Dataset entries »
*** Block opens ***

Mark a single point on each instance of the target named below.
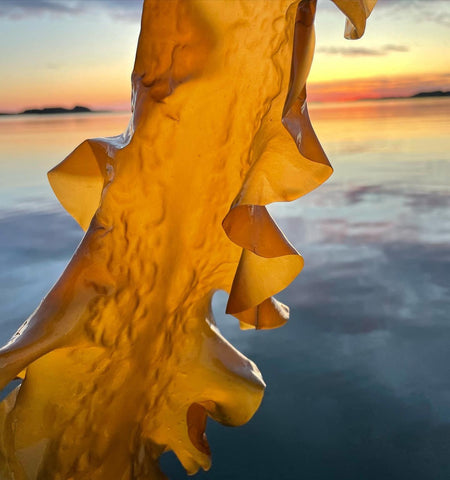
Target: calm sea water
(359, 379)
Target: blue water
(359, 378)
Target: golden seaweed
(122, 360)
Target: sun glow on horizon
(86, 58)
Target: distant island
(434, 94)
(52, 111)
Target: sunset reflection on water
(358, 384)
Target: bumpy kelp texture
(122, 360)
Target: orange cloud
(376, 87)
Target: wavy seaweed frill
(283, 171)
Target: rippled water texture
(358, 380)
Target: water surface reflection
(358, 380)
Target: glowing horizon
(69, 53)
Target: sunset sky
(67, 52)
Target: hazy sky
(67, 52)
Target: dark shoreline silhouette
(81, 109)
(433, 94)
(52, 111)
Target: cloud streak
(21, 9)
(364, 51)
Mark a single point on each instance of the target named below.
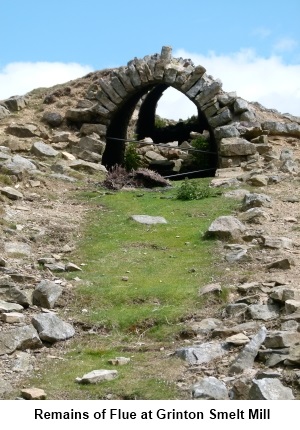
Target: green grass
(156, 259)
(142, 317)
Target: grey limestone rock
(96, 376)
(46, 294)
(269, 389)
(147, 219)
(209, 388)
(247, 356)
(51, 328)
(226, 227)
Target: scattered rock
(203, 353)
(225, 228)
(51, 328)
(33, 394)
(46, 294)
(247, 356)
(22, 338)
(41, 149)
(96, 376)
(269, 389)
(209, 388)
(147, 219)
(11, 193)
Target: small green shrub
(132, 159)
(160, 122)
(5, 179)
(192, 191)
(200, 158)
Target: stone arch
(116, 93)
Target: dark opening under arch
(117, 129)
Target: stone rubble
(251, 345)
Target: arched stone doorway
(116, 93)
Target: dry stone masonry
(249, 348)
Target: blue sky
(253, 47)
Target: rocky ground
(248, 350)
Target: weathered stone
(209, 388)
(118, 87)
(41, 149)
(33, 394)
(247, 356)
(236, 309)
(11, 193)
(240, 106)
(193, 78)
(240, 389)
(17, 165)
(12, 317)
(46, 294)
(238, 255)
(92, 157)
(269, 389)
(71, 267)
(210, 288)
(263, 312)
(236, 146)
(292, 306)
(147, 219)
(279, 128)
(206, 325)
(119, 361)
(223, 118)
(238, 339)
(236, 194)
(248, 116)
(227, 98)
(97, 376)
(293, 358)
(2, 262)
(226, 131)
(225, 228)
(290, 166)
(267, 374)
(109, 91)
(283, 264)
(15, 103)
(277, 242)
(258, 180)
(54, 119)
(281, 339)
(254, 215)
(208, 93)
(23, 130)
(55, 267)
(80, 115)
(87, 129)
(17, 249)
(284, 293)
(152, 155)
(22, 338)
(4, 112)
(290, 325)
(253, 200)
(9, 307)
(204, 353)
(87, 167)
(51, 328)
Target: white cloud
(262, 32)
(286, 44)
(266, 80)
(19, 78)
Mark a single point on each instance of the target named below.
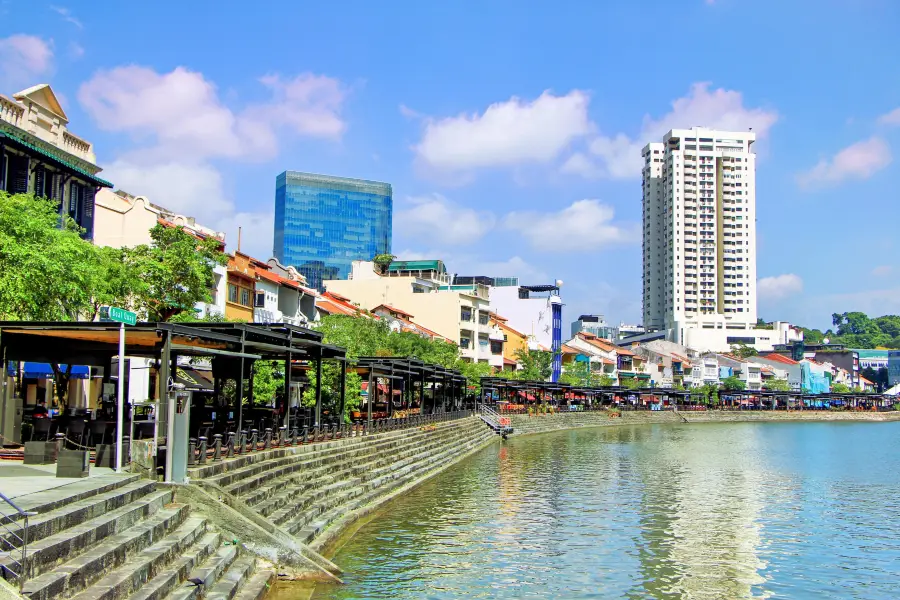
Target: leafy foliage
(856, 330)
(176, 270)
(733, 384)
(778, 385)
(49, 272)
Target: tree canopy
(51, 274)
(856, 330)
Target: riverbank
(528, 425)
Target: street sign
(119, 315)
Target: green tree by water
(177, 271)
(733, 384)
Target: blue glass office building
(324, 223)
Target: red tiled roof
(337, 305)
(781, 358)
(593, 340)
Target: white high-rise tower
(700, 235)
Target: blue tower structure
(556, 341)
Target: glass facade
(324, 223)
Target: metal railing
(233, 444)
(14, 542)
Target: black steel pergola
(413, 377)
(232, 347)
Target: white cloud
(22, 59)
(437, 219)
(507, 133)
(256, 232)
(584, 225)
(197, 190)
(779, 287)
(180, 125)
(182, 115)
(67, 16)
(891, 118)
(76, 50)
(194, 190)
(580, 164)
(619, 156)
(859, 161)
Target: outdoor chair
(75, 431)
(41, 429)
(98, 432)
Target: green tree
(733, 384)
(536, 365)
(777, 385)
(48, 272)
(634, 383)
(176, 270)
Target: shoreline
(524, 425)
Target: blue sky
(510, 131)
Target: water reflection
(691, 511)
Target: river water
(746, 510)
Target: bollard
(217, 447)
(201, 459)
(229, 449)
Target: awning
(45, 371)
(59, 161)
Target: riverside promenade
(543, 423)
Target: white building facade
(699, 251)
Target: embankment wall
(525, 425)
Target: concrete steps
(307, 527)
(350, 472)
(128, 540)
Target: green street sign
(119, 315)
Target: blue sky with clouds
(510, 131)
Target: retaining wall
(524, 424)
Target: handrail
(11, 542)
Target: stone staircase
(305, 490)
(126, 539)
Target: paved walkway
(18, 480)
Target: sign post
(123, 317)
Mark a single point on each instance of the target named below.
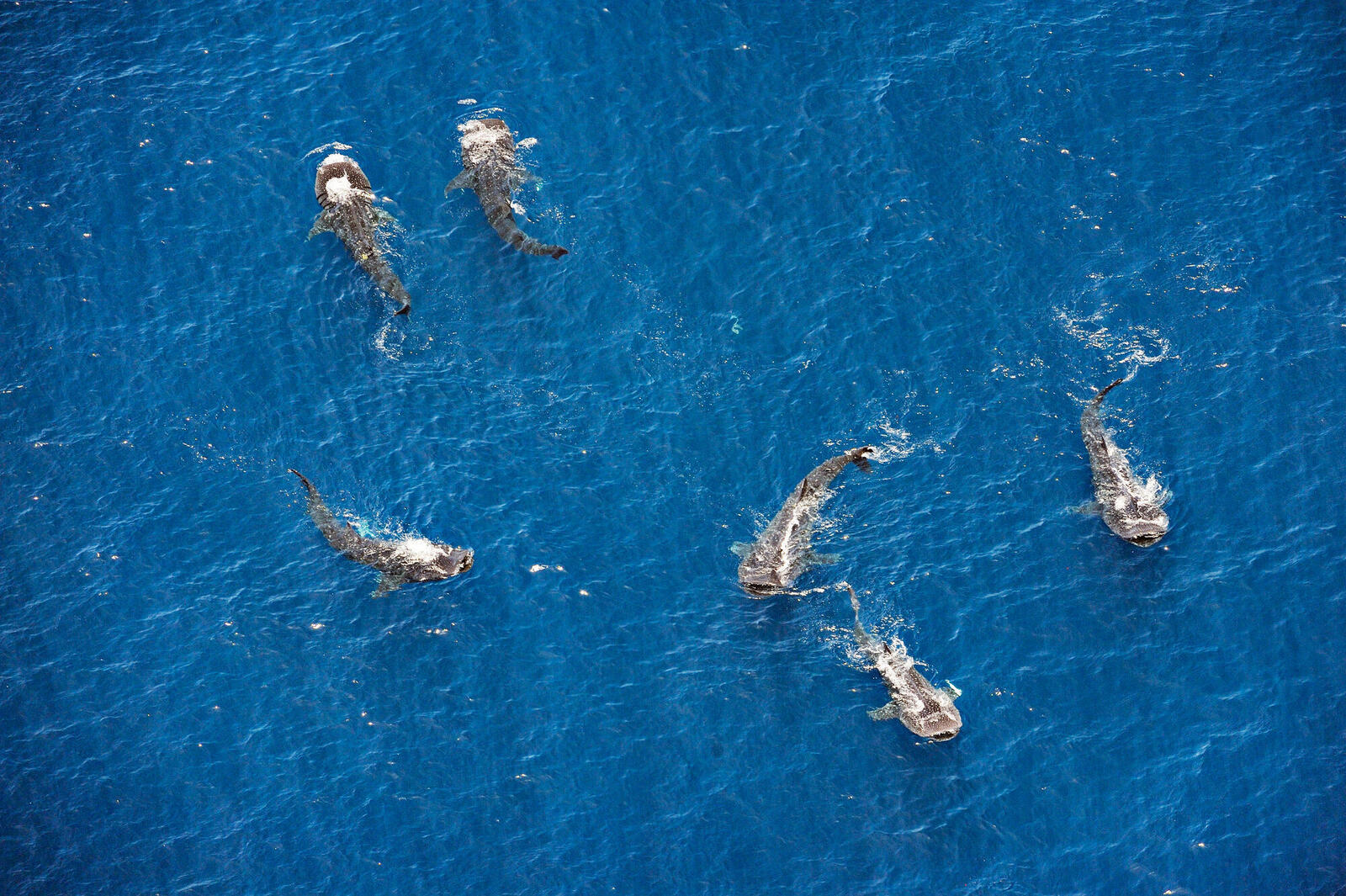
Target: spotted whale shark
(1131, 507)
(400, 561)
(782, 552)
(491, 172)
(925, 709)
(350, 213)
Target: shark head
(484, 139)
(935, 718)
(430, 561)
(1141, 518)
(341, 181)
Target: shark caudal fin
(1097, 400)
(303, 480)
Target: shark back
(782, 552)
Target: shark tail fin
(303, 480)
(855, 602)
(861, 458)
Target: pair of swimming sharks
(1131, 507)
(490, 170)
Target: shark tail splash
(1097, 400)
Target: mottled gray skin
(491, 172)
(928, 711)
(1131, 509)
(782, 554)
(430, 563)
(349, 211)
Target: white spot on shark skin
(419, 549)
(340, 190)
(478, 140)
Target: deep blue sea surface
(794, 228)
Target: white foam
(340, 190)
(419, 549)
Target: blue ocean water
(793, 229)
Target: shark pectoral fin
(464, 181)
(888, 712)
(821, 560)
(321, 225)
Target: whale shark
(782, 552)
(925, 709)
(491, 172)
(349, 211)
(1131, 507)
(400, 561)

*** Block closes ***

What the task asks » Only the text of the entries above, transcribed exactly, should be given; leave out pictures.

Solution for this task »
Mark a single point on each instance of the target named below.
Target: calm sea water
(359, 379)
Target: blue water
(359, 378)
Target: golden seaweed
(122, 360)
Target: sun glow on horizon
(86, 58)
Target: distant island
(434, 94)
(52, 111)
Target: sunset reflection on water
(358, 384)
Target: bumpy kelp texture
(122, 360)
Target: orange cloud
(376, 87)
Target: wavy seaweed frill
(283, 171)
Target: rippled water texture
(358, 380)
Target: water surface reflection
(358, 380)
Target: glowing horizon
(69, 53)
Target: sunset sky
(67, 52)
Target: hazy sky
(67, 52)
Target: dark shoreline silhouette
(81, 109)
(433, 94)
(52, 111)
Target: cloud streak
(21, 9)
(364, 51)
Mark a single point on each instance of the target named below.
Target: green grass
(156, 259)
(142, 317)
Target: grey limestone rock
(96, 376)
(46, 294)
(269, 389)
(147, 219)
(209, 388)
(247, 356)
(51, 328)
(226, 227)
Target: scattered rock
(203, 353)
(225, 228)
(51, 328)
(33, 394)
(46, 294)
(247, 356)
(22, 338)
(41, 149)
(96, 376)
(269, 389)
(209, 388)
(147, 219)
(11, 193)
Target: small green shrub
(132, 159)
(160, 122)
(5, 179)
(192, 191)
(200, 158)
Target: stone arch
(116, 93)
Target: dark opening under arch
(117, 129)
Target: stone rubble
(251, 345)
Target: arched stone doorway
(116, 93)
Target: dry stone masonry
(249, 348)
Target: blue sky
(253, 47)
Target: rocky ground
(248, 350)
Target: weathered stone
(209, 388)
(118, 87)
(41, 149)
(33, 394)
(247, 356)
(236, 309)
(11, 193)
(240, 106)
(193, 78)
(240, 389)
(17, 165)
(12, 317)
(46, 294)
(238, 255)
(92, 157)
(269, 389)
(71, 267)
(210, 288)
(263, 312)
(236, 146)
(292, 306)
(147, 219)
(279, 128)
(206, 325)
(119, 361)
(223, 118)
(238, 339)
(236, 194)
(248, 116)
(227, 98)
(97, 376)
(293, 358)
(2, 262)
(226, 131)
(225, 228)
(290, 166)
(267, 374)
(109, 91)
(283, 264)
(15, 103)
(277, 242)
(258, 180)
(54, 119)
(281, 339)
(254, 215)
(208, 93)
(23, 130)
(55, 267)
(80, 115)
(87, 129)
(17, 249)
(284, 293)
(152, 155)
(22, 338)
(4, 112)
(290, 325)
(253, 200)
(9, 307)
(204, 353)
(87, 167)
(51, 328)
Target: white cloud
(262, 32)
(286, 44)
(266, 80)
(19, 78)
Mark a single point on each instance of the target named below.
Target: leafy foliage
(856, 330)
(176, 270)
(733, 384)
(778, 385)
(49, 272)
Target: tree canopy
(51, 274)
(856, 330)
Target: riverbank
(528, 425)
Target: street sign
(119, 315)
Target: green tree by water
(177, 271)
(733, 384)
Target: blue glass office building
(324, 223)
Target: red tiled roof
(337, 305)
(781, 358)
(593, 340)
Target: white high-rise tower
(700, 235)
Target: blue tower structure
(556, 341)
Target: glass facade
(324, 223)
Target: metal railing
(233, 444)
(14, 542)
Target: black steel pergola
(413, 377)
(232, 347)
Target: white cloud
(22, 59)
(437, 219)
(507, 133)
(256, 232)
(584, 225)
(197, 190)
(779, 287)
(180, 125)
(182, 115)
(67, 16)
(891, 118)
(76, 50)
(194, 190)
(580, 164)
(619, 156)
(859, 161)
Target: outdoor chair
(75, 431)
(41, 429)
(98, 432)
Target: green tree
(733, 384)
(536, 365)
(777, 385)
(48, 272)
(634, 383)
(176, 270)
Target: shoreline
(524, 425)
Target: blue sky
(510, 131)
Target: water reflection
(691, 511)
Target: river water
(746, 510)
Target: bollard
(217, 447)
(201, 459)
(229, 449)
Target: awning
(45, 371)
(59, 161)
Target: riverside promenade
(543, 423)
Target: white building facade
(699, 251)
Target: embankment wall
(525, 425)
Target: concrete steps
(307, 527)
(350, 472)
(128, 540)
Target: green street sign
(119, 315)
Target: blue sky with clouds
(510, 131)
Target: retaining wall
(524, 424)
Target: handrail
(11, 542)
Target: stone staircase
(305, 490)
(126, 539)
Target: paved walkway
(18, 480)
Target: sign post
(123, 317)
Mark a single point on each instance of the target named below.
Target: spotted whale shark
(1131, 507)
(400, 561)
(782, 552)
(491, 172)
(925, 709)
(350, 213)
Target: shark head
(484, 139)
(935, 718)
(430, 561)
(1141, 518)
(341, 181)
Target: shark caudal fin
(1097, 400)
(303, 480)
Target: shark back
(782, 552)
Target: shark tail fin
(303, 480)
(855, 602)
(861, 458)
Target: pair of swimming sharks
(1131, 507)
(490, 170)
Target: shark tail splash
(1097, 400)
Target: mottled gray skin
(491, 172)
(928, 711)
(1131, 509)
(782, 554)
(430, 563)
(349, 211)
Target: white spot on shark skin
(419, 549)
(340, 190)
(478, 140)
Target: deep blue sea surface
(794, 228)
Target: white foam
(340, 190)
(419, 549)
Target: blue ocean water
(793, 229)
Target: shark pectoral fin
(464, 181)
(888, 712)
(821, 560)
(321, 225)
Target: whale shark
(782, 552)
(925, 709)
(491, 172)
(349, 211)
(1131, 507)
(400, 561)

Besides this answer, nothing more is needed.